PSU students are gearing up to clean the Willamette River, the second most polluted river in the West. The campaign they are joining, “Students for a Clean Willamette,” is one of three campaigns run by the Oregon Student Public Interest Research Group (OSPIRG).
Members of OSPIRG are helping clean the river,signing petitions and educating others on the need to clean the Willamette.
And OSPIRG volunteers don’t just educate PSU students, they are also spreading the news in Portland high and middle schools.
Last term, OSPIRG volunteers invited a group of high school students to present a documentary on the Willamette to a middle school. The event was organized by Megan Alameda, last year’s coordinator of the campaign.
“It was really awesome to see both groups of students interacting with each other,” she said. “They were more enthusiastic about hearing this from their peers than from us or a teacher.”
Volunteers from OSPIRG have also taken children into wetlands to plant trees, take water temperature, and look for macroinvertebrates (insects that reveal health conditions of water).
“Educating yourself and others about what is going on (in the environment) is our number one priority,” Alameda said.

# GIVEN INFORMATION
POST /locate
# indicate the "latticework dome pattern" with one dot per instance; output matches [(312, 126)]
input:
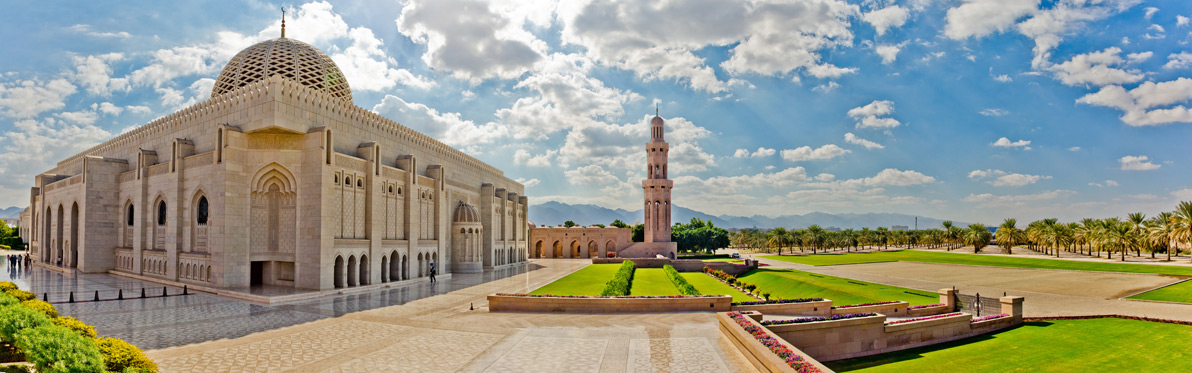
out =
[(291, 58)]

# PROBLEM STATEMENT
Carry on the story about PSU students cleaning the Willamette River, picking up right after its last sentence. The listing is separate material and has no link to the Willamette River story.

# ANSWER
OSPIRG volunteers also encourage advocates of a cleaner river to sign petitions. The petitions are sent to the Department of Environmental Quality (DEQ), a state-sponsored organization that regulates the pollution companies emit into the river.
“We’re here to put pressure on DEQ,” Arisa Khalsa said.
Khalsa, this year’s OSPIRG coordinator, believes DEQ often turns a blind eye to companies that exceed their pollution allowance.
“DEQ knows businesses break their permits, and doesn’t do anything about it,” she said. “DEQ sort of has a relationship with these businesses.”
As a result, Khalsa said, the federal government’s “Clean Water Act” of 1972 has not been maintained. And part of the river that was proclaimed to be “among the cleanest in the Nation” (June 1972 National Geographic article) has now been declared a federal Superfund toxic waste site.
Khalsa hopes signing petitions will help DEQ understand the public’s concern for a cleaner river, and will motivate DEQ to put pressure on environmentally hazardous businesses. OSPIRG volunteers are also helping clean the river themselves. About once a month, volunteers spend an entire day sifting waste from the river and cleaning the riverbed.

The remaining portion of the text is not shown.